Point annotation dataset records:
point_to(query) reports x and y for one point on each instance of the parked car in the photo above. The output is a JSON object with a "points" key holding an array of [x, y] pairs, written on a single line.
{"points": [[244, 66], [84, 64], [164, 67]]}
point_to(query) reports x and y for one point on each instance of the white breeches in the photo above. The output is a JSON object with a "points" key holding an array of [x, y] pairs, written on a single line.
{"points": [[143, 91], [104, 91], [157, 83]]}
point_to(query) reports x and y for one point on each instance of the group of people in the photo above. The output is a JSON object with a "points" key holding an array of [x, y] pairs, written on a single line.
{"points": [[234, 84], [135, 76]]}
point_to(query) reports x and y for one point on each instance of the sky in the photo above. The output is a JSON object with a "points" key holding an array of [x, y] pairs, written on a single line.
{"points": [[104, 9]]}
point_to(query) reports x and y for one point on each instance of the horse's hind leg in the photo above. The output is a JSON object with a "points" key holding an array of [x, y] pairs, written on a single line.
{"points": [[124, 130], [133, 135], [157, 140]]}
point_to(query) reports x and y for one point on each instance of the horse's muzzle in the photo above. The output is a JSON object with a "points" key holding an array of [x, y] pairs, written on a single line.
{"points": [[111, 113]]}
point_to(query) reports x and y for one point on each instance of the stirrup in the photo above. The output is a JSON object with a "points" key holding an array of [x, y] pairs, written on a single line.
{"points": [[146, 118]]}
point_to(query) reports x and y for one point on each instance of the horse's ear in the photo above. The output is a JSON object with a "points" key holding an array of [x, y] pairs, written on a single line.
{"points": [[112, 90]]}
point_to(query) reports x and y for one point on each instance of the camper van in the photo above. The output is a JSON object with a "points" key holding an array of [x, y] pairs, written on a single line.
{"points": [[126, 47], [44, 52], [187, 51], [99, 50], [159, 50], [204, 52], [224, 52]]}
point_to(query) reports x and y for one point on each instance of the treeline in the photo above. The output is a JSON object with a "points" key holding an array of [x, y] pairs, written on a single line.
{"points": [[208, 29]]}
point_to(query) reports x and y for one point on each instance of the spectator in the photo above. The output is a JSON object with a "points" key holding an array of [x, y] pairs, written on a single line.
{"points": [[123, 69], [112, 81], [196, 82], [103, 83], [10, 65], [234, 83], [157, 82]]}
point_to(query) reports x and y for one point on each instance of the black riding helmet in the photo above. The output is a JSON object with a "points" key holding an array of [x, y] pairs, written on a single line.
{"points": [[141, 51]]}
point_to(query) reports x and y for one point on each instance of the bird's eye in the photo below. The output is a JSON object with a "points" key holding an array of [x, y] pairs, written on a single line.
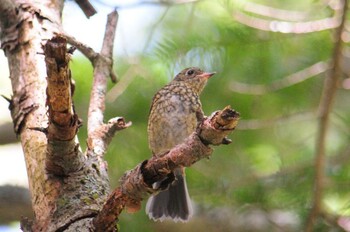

EXERCISE AIM —
The records above must be transcribed exactly. Pictures are left out of the copy.

REPLY —
point_to(query) reports x and y for one point on each instance of the parked car in the photo above. The output is a JSON object with a "points" key holding an array of [x, y] pairs, written on a single line.
{"points": [[244, 66], [84, 64], [164, 67]]}
point_to(query) reports x and y for one point on each instance of the white breeches in the photo above. The output is a JSON object with a "points" key holding an array of [x, y] pairs, written on a single line.
{"points": [[143, 91], [104, 91], [157, 83]]}
point_to(query) reports x and y for one point on each instance of the group of people in the photo above. The output is a JSON object with a "points" key holding an array of [x, y] pairs, written on a single line.
{"points": [[234, 84], [135, 76]]}
point_to(query) reports x and y for one point on each instance of the sky in the photo above. The output is a JSON object with a "points" key holding an array of [x, y] pairs, written on a single line.
{"points": [[104, 9]]}
point_to(query) reports x and y for one point on each instance of the horse's hind leg in the photo above. The output is a JSON object with a "points" key holding an array of [x, y] pairs, written on a single line.
{"points": [[124, 130], [133, 135], [157, 140]]}
point_to(query) reports x and y for one point on each instance of the horse's muzzle in the photo above. The output is a JSON object with a "points" key holding an array of [x, y] pairs, written on a single line.
{"points": [[111, 113]]}
point_to(query) reports x and y for one point on each instance of the stirrup in the photo above. The output is a JSON object with a "points" key holding an array of [x, y] pairs, written on a single line.
{"points": [[146, 118]]}
point_to(query) reports x and y for one point on each instance of the horse's ear in the photo above. The output is a JSON object with a "points" key holding an array of [x, y] pairs, written on a single line.
{"points": [[112, 90]]}
point_to(query) reports x and y for one point on each instance of the camper van in the photo above. The output is a JSON object with a "points" key holding an array of [x, y] pairs, written on a single line.
{"points": [[126, 47], [44, 52], [187, 51], [99, 50], [159, 50], [204, 52], [224, 52]]}
point_to(query) reports x and y for one point on each instance of the treeline in the photo above. The output is a JSON object with a "points" key holding an array of [x, y] pairs, written on a single line.
{"points": [[208, 29]]}
point_to(query) reports x and y for one point on each instance of the spectator in the photo above. The output is a JSON object with a "points" key holding an array of [x, y] pairs, written on a single line.
{"points": [[123, 69], [112, 81], [196, 82], [103, 83], [10, 65], [234, 83], [157, 82]]}
point_to(query) reports x and y for one point on each instance of the black riding helmet in the photo above. The output is a JSON object with a "points" key holding an array of [x, y] pairs, written on a single line.
{"points": [[141, 51]]}
point_to(query) reports x and y for one point on each instance of the bird's eye in the photo below. The output is a JSON object with a "points" key holding an array of [x, y] pairs, written on a single line.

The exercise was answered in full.